Task prompt: Carry over the lines from the one containing "like (229, 275)." through the end of the records, keeping the requests, and add 85 to each coordinate in the answers. Leave every number in the requests and their format samples unchanged.

Collected data:
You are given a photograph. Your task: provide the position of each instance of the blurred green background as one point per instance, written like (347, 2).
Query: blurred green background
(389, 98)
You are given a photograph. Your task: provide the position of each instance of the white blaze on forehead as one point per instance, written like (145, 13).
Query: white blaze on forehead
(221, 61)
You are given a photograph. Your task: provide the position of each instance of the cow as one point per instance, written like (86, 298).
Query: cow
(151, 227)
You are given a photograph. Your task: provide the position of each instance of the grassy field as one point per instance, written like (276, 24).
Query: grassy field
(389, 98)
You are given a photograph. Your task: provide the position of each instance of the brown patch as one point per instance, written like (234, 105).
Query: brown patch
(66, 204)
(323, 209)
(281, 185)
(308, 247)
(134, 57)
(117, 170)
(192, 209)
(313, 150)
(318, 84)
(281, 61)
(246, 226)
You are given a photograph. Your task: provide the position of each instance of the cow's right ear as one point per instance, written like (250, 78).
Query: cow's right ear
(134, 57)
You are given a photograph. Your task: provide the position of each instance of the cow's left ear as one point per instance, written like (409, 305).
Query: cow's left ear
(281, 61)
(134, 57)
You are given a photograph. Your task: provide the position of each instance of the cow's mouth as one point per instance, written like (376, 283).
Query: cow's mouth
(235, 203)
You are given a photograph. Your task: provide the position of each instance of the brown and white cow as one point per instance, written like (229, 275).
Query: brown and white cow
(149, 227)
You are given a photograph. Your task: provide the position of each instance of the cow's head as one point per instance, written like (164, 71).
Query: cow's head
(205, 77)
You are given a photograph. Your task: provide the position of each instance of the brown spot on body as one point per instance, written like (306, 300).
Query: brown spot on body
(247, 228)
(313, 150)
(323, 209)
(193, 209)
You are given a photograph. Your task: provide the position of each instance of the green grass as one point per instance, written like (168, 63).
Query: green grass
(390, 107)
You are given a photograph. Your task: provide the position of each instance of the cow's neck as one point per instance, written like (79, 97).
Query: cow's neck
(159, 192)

Exercise solution:
You are given a photograph. Your task: provide the position of each instance of the brown and white cow as one point per instance, written like (229, 275).
Query: brown and white cow
(234, 312)
You are given a photograph. Your task: provide the position of each instance of the cow's head as one point per instance, written like (164, 71).
Query: cow's head
(290, 162)
You are given a photograph. Your task: provide the position of each instance of the brown spot on body as one point per instance, written like (306, 300).
Query: brown spot on body
(332, 313)
(398, 235)
(408, 294)
(278, 294)
You are given a photograph. Your task: provide the position of each instance of the green grass as one point per instance, written like (168, 63).
Query: green grass
(475, 192)
You are given a photograph. Your task: provide the position of each instance of the cow's neck as one point per instance, written like (79, 97).
Query: cow's neck
(244, 277)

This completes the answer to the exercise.